[AIM] Lay out every line of the records below as a JSON list of strings, one string per line, leaving out blank lines.

[Source data]
────────────────

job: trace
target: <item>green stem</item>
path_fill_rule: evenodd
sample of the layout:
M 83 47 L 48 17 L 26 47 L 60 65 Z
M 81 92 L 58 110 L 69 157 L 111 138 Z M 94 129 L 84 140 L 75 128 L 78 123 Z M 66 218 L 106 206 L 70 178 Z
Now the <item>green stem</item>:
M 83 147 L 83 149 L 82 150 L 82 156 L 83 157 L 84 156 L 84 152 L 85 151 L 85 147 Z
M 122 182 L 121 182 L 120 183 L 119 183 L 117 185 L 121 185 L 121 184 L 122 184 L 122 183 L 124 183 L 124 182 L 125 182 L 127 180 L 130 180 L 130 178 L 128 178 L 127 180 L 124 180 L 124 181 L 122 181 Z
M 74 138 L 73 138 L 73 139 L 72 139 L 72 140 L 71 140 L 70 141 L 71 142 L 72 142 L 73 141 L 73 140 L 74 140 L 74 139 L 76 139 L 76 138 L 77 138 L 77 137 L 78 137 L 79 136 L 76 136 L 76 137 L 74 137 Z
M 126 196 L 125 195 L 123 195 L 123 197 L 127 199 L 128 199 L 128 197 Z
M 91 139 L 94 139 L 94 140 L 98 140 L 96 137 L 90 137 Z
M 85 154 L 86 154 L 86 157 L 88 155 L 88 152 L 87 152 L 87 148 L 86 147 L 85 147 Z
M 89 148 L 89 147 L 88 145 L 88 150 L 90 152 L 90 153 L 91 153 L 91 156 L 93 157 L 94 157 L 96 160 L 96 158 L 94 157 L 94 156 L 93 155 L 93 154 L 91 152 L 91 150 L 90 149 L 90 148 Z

────────────────

[RESPONSE]
[
  "job: trace",
  "target: <item>green stem</item>",
  "path_fill_rule: evenodd",
  "sample of the layout:",
  "M 83 47 L 48 17 L 26 47 L 60 65 Z",
  "M 81 92 L 58 110 L 69 157 L 111 138 Z M 94 129 L 84 140 L 75 128 L 78 123 Z M 66 218 L 106 206 L 70 178 Z",
  "Now the <item>green stem</item>:",
  "M 83 147 L 83 149 L 82 150 L 82 156 L 83 157 L 84 156 L 84 152 L 85 151 L 85 147 Z",
  "M 122 182 L 121 182 L 120 183 L 119 183 L 117 185 L 121 185 L 121 184 L 122 184 L 122 183 L 124 183 L 124 182 L 125 182 L 127 180 L 130 180 L 130 178 L 128 178 L 127 180 L 124 180 L 124 181 L 122 181 Z",
  "M 74 138 L 73 138 L 73 139 L 72 139 L 72 140 L 71 140 L 70 141 L 71 142 L 72 142 L 73 141 L 73 140 L 74 140 L 74 139 L 76 139 L 76 138 L 77 138 L 77 137 L 78 137 L 79 136 L 76 136 L 76 137 L 74 137 Z",
  "M 126 196 L 125 195 L 123 195 L 123 197 L 127 199 L 128 199 L 128 197 Z",
  "M 91 139 L 94 139 L 94 140 L 98 140 L 96 137 L 90 137 Z",
  "M 85 154 L 86 154 L 86 157 L 88 155 L 88 152 L 87 152 L 87 148 L 86 147 L 85 147 Z",
  "M 89 148 L 89 147 L 88 145 L 88 150 L 90 152 L 90 153 L 91 153 L 91 156 L 93 157 L 94 157 L 96 160 L 96 158 L 94 157 L 94 156 L 93 155 L 93 154 L 91 152 L 91 150 L 90 149 L 90 148 Z"
]